___ MATERIAL FOR THIS TASK
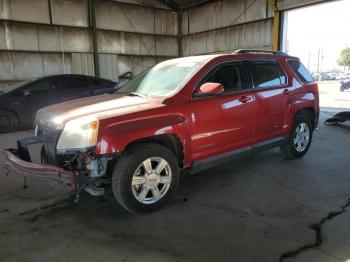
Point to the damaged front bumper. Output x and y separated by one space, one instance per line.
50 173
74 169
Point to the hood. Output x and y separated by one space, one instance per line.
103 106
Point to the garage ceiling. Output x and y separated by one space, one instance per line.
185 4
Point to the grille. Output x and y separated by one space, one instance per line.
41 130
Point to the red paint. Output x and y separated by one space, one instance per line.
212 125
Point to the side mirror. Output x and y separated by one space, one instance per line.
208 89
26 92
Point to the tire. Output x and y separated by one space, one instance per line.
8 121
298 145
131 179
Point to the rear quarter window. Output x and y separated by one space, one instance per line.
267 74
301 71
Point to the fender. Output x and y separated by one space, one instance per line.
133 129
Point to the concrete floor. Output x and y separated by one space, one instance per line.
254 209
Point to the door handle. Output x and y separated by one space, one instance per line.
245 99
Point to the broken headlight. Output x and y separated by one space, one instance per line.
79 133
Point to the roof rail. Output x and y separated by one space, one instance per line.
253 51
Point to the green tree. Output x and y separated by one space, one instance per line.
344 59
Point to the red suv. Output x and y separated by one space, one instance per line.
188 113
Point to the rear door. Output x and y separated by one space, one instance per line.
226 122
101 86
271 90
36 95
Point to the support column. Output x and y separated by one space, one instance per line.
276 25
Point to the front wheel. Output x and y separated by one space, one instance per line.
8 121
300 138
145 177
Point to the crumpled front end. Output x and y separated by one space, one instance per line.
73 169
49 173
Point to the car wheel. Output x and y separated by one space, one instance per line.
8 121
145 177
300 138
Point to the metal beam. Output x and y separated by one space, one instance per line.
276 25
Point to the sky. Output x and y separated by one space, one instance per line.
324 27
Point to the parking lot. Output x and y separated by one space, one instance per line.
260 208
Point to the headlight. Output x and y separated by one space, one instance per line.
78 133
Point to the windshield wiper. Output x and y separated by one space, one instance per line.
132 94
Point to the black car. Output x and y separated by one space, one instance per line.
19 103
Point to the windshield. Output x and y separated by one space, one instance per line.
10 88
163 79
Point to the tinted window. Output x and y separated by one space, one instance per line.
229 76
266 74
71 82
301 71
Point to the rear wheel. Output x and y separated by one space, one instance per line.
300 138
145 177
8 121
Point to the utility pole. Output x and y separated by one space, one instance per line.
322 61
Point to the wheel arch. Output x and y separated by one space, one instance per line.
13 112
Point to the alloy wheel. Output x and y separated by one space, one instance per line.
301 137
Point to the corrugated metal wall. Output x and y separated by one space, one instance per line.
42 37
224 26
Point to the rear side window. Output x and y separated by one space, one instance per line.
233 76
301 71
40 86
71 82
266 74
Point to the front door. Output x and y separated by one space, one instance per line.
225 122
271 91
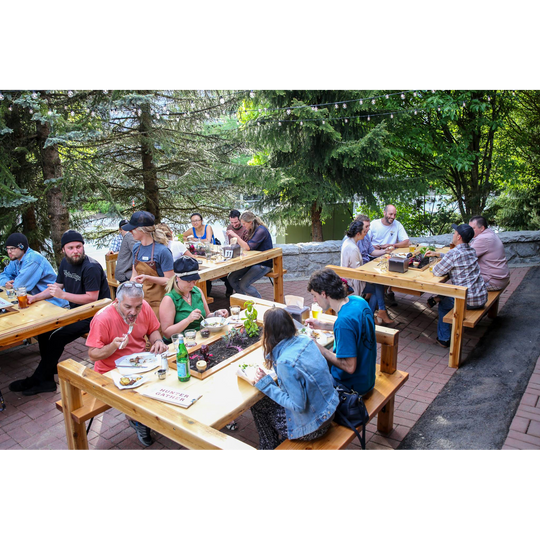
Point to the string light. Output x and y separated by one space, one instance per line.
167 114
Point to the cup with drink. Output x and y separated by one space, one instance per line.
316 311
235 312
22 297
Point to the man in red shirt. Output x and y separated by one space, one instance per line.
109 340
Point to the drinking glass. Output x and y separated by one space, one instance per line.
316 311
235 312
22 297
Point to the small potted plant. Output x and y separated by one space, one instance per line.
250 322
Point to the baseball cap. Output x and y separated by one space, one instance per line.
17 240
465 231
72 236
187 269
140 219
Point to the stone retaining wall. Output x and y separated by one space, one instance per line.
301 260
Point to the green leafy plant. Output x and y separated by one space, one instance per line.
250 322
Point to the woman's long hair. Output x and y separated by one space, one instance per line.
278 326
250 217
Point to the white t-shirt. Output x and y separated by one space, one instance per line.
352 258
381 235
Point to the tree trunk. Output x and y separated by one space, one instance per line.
______
- _PROBLEM DETAILS_:
Only the lines from the one with "Point to the wheel" through the final line of the entries above should be transcribed, exactly and without pictures.

- _EXERCISE ANSWER_:
Point to the wheel arch. Output x and y separated by one space, one instance per line.
13 112
Point to the alloy wheel. Output x and y separated by one space, one instance per line.
301 137
Point to the corrugated metal wall. Output x and y separated by one space, one instance per line.
42 37
224 26
Point to the rear side window. Output x and y separated by one space, one instance per line.
233 76
301 71
40 86
71 82
266 74
Point to the front door. Output x and y separated by one space, one instance per line.
225 122
271 91
Point to the string light. Output x and y separated by one space, one instance per line.
167 114
Point to the cup with drink. Output x and y separated by one space, one instance per line.
316 311
235 312
22 297
Point to the man in red shirt. Output x and y separated by one space, one instance per line.
109 340
Point to the drinking glass. Output x and y separated by one space, one instance per line.
316 311
235 312
22 297
Point to the small potted plant. Output x and y separated by one space, one instance per line.
250 322
Point to the baseball cap. Output x and y separated by one space, one instance per line.
17 240
465 231
72 236
187 269
140 219
Point to the stone retaining wall. Output x and y separated by one space, one instance per line.
301 260
Point to the green leafy plant. Output x and y separated by one space, one instance per line.
250 322
Point to the woman's long hair. Output x and y separated by one space, one instance per line.
278 326
250 217
Point to the white t-shirt. Output x and y separated by one space, one instance per line.
352 258
381 235
Point to the tree trunk. Output x and y separated by one space, one instance per line.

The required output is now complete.